#### WHAT TO PRODUCE
Return all of the data exactly as given.

===== GIVEN RECORDS

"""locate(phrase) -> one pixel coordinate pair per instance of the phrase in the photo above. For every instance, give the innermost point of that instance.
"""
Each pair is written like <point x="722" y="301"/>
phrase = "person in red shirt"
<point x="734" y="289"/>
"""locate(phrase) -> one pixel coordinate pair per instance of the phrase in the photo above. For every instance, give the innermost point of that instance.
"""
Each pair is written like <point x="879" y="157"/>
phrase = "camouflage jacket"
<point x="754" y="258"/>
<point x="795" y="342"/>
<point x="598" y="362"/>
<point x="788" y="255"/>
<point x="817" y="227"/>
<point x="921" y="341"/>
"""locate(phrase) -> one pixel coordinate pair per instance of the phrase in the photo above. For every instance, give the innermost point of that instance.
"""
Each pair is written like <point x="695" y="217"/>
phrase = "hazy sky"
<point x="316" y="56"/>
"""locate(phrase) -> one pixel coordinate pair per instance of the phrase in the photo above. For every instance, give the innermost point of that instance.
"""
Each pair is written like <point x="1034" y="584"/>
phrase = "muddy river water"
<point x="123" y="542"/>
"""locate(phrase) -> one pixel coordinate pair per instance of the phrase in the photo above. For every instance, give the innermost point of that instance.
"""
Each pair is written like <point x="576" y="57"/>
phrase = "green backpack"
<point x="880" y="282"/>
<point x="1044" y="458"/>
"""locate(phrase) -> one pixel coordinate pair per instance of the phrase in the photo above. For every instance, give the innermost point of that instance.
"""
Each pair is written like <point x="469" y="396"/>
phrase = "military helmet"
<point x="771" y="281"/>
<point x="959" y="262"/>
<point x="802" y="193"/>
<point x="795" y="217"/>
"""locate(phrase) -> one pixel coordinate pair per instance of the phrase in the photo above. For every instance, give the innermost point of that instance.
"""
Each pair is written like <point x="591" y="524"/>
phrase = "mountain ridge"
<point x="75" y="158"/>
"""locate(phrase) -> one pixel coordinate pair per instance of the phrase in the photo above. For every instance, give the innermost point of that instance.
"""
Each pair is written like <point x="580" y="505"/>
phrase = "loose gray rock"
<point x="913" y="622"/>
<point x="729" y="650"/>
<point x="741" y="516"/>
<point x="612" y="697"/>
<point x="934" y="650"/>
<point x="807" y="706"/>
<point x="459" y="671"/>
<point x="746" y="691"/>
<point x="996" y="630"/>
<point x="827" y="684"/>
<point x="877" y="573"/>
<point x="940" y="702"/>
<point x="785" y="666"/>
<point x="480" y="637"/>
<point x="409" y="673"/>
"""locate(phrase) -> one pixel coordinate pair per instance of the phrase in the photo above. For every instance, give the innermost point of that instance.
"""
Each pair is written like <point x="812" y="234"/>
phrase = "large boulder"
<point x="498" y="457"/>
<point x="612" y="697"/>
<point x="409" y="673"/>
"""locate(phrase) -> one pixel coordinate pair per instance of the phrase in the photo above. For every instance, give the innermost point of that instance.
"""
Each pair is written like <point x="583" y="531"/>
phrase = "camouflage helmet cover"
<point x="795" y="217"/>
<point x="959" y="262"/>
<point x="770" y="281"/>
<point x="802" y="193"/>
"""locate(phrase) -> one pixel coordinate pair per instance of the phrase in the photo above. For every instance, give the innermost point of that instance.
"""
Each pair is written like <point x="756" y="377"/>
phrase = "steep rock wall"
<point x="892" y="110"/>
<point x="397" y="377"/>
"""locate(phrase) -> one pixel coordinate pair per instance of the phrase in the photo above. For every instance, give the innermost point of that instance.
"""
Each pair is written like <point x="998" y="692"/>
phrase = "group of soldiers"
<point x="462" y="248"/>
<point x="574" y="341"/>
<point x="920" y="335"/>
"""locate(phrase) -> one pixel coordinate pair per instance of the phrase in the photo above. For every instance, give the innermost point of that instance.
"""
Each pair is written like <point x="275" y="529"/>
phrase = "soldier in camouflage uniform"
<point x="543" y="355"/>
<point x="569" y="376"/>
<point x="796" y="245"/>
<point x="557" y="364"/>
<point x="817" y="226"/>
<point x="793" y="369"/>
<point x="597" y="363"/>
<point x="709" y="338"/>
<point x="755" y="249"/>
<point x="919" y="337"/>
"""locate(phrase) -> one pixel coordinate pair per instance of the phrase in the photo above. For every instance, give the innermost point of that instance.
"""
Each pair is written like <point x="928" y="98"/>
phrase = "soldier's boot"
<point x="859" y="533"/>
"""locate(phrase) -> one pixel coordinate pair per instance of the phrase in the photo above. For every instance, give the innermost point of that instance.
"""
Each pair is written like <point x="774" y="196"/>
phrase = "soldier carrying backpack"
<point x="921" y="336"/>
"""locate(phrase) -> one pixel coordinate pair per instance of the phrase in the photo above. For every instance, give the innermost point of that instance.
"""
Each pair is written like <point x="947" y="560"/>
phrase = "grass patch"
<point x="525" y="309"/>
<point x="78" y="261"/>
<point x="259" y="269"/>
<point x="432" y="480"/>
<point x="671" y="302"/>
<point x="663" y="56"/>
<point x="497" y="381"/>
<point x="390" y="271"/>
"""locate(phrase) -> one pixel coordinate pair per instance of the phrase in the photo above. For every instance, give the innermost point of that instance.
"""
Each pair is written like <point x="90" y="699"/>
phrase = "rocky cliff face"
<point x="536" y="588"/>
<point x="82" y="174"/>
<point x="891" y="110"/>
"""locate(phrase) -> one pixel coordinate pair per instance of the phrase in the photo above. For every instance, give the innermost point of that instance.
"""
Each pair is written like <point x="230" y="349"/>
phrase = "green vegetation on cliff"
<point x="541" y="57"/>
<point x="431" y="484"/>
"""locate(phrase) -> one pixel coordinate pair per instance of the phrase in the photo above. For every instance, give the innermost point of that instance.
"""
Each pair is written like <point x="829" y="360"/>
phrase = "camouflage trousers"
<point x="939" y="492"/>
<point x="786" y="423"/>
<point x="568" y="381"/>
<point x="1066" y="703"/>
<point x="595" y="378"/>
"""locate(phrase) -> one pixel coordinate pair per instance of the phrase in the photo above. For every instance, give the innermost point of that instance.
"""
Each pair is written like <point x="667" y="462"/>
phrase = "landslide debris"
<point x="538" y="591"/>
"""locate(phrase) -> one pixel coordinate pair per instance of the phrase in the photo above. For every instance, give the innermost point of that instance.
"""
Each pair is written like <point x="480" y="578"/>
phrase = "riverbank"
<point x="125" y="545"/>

==========

#### WRITTEN REPLY
"""locate(phrase) -> one pixel coordinate pair per instance of the phrase in the photo above. For every instance, give the innermost point of that instance.
"""
Each pair is written like <point x="722" y="301"/>
phrase = "person in red shirt"
<point x="734" y="289"/>
"""locate(phrase) -> one pixel coordinate pair per instance of the phrase in the photo above. For every instance, give the innermost point of that instance.
"""
Each pair is written like <point x="879" y="157"/>
phrase = "camouflage jacket"
<point x="754" y="258"/>
<point x="795" y="342"/>
<point x="598" y="362"/>
<point x="788" y="255"/>
<point x="817" y="227"/>
<point x="921" y="341"/>
"""locate(phrase) -> one pixel coordinate pair per instance of the phrase in the photo above. For every instance, give the innermost point of that instance.
"""
Each pair is written like <point x="695" y="217"/>
phrase = "hazy sky"
<point x="316" y="56"/>
"""locate(phrase) -> one pixel coordinate pair per instance of the phrase in the photo above. For every instance, give the innermost point of that instance.
"""
Each pair is written like <point x="1034" y="584"/>
phrase = "muddy river water"
<point x="123" y="542"/>
"""locate(phrase) -> one pixel coordinate pair per instance of the phrase in the photo above. For every instance, give the innermost point of that instance.
"""
Each pair is written like <point x="576" y="57"/>
phrase = "green backpack"
<point x="880" y="282"/>
<point x="1044" y="458"/>
"""locate(phrase) -> one pixel coordinate pair per instance of the phrase in the photo above. For every instance, give the innermost point of that instance.
"""
Each pair is written like <point x="469" y="396"/>
phrase = "military helmet"
<point x="771" y="281"/>
<point x="959" y="262"/>
<point x="802" y="193"/>
<point x="795" y="217"/>
"""locate(phrase) -> one pixel coordinate pair per instance of the phrase in the photo above. For every instance, give the innermost point of that instance.
"""
Each pair is written like <point x="591" y="524"/>
phrase = "mountain ridge"
<point x="75" y="158"/>
"""locate(phrase) -> one pixel coordinate pair per instance of the phrase in the photo above. For every instance, give the innermost point of that instance.
"""
Each pair is written like <point x="580" y="505"/>
phrase = "loose gray rock"
<point x="913" y="622"/>
<point x="729" y="650"/>
<point x="741" y="516"/>
<point x="612" y="697"/>
<point x="934" y="650"/>
<point x="807" y="706"/>
<point x="459" y="671"/>
<point x="746" y="691"/>
<point x="996" y="630"/>
<point x="827" y="684"/>
<point x="877" y="573"/>
<point x="940" y="702"/>
<point x="785" y="666"/>
<point x="480" y="637"/>
<point x="409" y="673"/>
"""locate(phrase) -> one pixel coordinate pair per instance of the phrase in the photo above. For every instance, give the innermost point of that instance.
"""
Each pair is written like <point x="812" y="234"/>
phrase = "large boulder"
<point x="498" y="457"/>
<point x="612" y="697"/>
<point x="409" y="673"/>
"""locate(phrase) -> one pixel coordinate pair per instance of the phrase in the photo above. For every instance, give the innermost point of that instance.
"""
Each pair is written like <point x="583" y="531"/>
phrase = "camouflage helmet cover"
<point x="795" y="217"/>
<point x="959" y="262"/>
<point x="770" y="281"/>
<point x="802" y="193"/>
"""locate(phrase) -> one pixel coordinate pair per instance of the phrase in the photo above. For every instance, give the innermost point of that instance.
"""
Each pair is written like <point x="756" y="377"/>
phrase = "steep rock wall"
<point x="892" y="110"/>
<point x="397" y="377"/>
"""locate(phrase) -> one pixel coordinate pair per instance of the phrase in the photo above. For every instance, give the innermost point of that instance.
"""
Each pair is written like <point x="998" y="692"/>
phrase = "group of soldiers"
<point x="462" y="248"/>
<point x="574" y="341"/>
<point x="920" y="335"/>
"""locate(phrase) -> one pixel coordinate pair per instance of the phrase in the photo above. For every instance, give the innermost point of that instance.
"""
Each pair is written like <point x="275" y="529"/>
phrase = "soldier in camouflage uniform"
<point x="543" y="355"/>
<point x="569" y="376"/>
<point x="796" y="245"/>
<point x="557" y="364"/>
<point x="817" y="226"/>
<point x="793" y="369"/>
<point x="597" y="363"/>
<point x="709" y="338"/>
<point x="755" y="249"/>
<point x="919" y="337"/>
"""locate(phrase) -> one pixel coordinate pair per instance of the phrase in the photo above. For every instance, give the innermost point of that instance.
"""
Each pair is written like <point x="928" y="98"/>
phrase = "soldier's boot"
<point x="859" y="533"/>
"""locate(phrase) -> one pixel coordinate pair per instance of the phrase in the photo above. For every instance, give the innermost point of that instance.
"""
Each pair is written like <point x="774" y="196"/>
phrase = "soldier carrying backpack"
<point x="921" y="336"/>
"""locate(phrase) -> one pixel coordinate pair per instance of the phrase in the photo above. For every instance, give the innermost point of that instance.
"""
Each pair is written like <point x="947" y="560"/>
phrase = "grass patch"
<point x="525" y="309"/>
<point x="78" y="261"/>
<point x="259" y="269"/>
<point x="432" y="480"/>
<point x="671" y="302"/>
<point x="663" y="56"/>
<point x="497" y="381"/>
<point x="390" y="271"/>
"""locate(phrase) -> one pixel coordinate pair per instance of the phrase in the photo above. For every instance, give the innermost point of that instance.
"""
Each pair is written like <point x="90" y="699"/>
phrase = "rocky cliff face"
<point x="536" y="588"/>
<point x="82" y="174"/>
<point x="891" y="110"/>
"""locate(phrase) -> one pixel coordinate pair per instance of the phrase in the photo above. For every instance, give the innermost point of that instance.
"""
Each pair is written like <point x="230" y="349"/>
phrase = "green vegetation on cliff"
<point x="541" y="57"/>
<point x="431" y="484"/>
"""locate(phrase) -> one pixel coordinate pair per instance of the phrase in the photo above. For every instance, give the innermost point of that instance.
"""
Each pair is written like <point x="829" y="360"/>
phrase = "camouflage trousers"
<point x="939" y="492"/>
<point x="786" y="423"/>
<point x="568" y="381"/>
<point x="1066" y="703"/>
<point x="595" y="378"/>
"""locate(phrase) -> one pixel coordinate pair per instance of the phrase in the photo above. For every instance, give the innermost point of that instance.
"""
Each pair is written like <point x="667" y="462"/>
phrase = "landslide debris"
<point x="538" y="591"/>
"""locate(phrase) -> one pixel coordinate pair per instance of the phrase in the photo above. For every instance, give the innermost point of that instance.
"""
Each pair is written like <point x="480" y="578"/>
phrase = "riverbank"
<point x="125" y="545"/>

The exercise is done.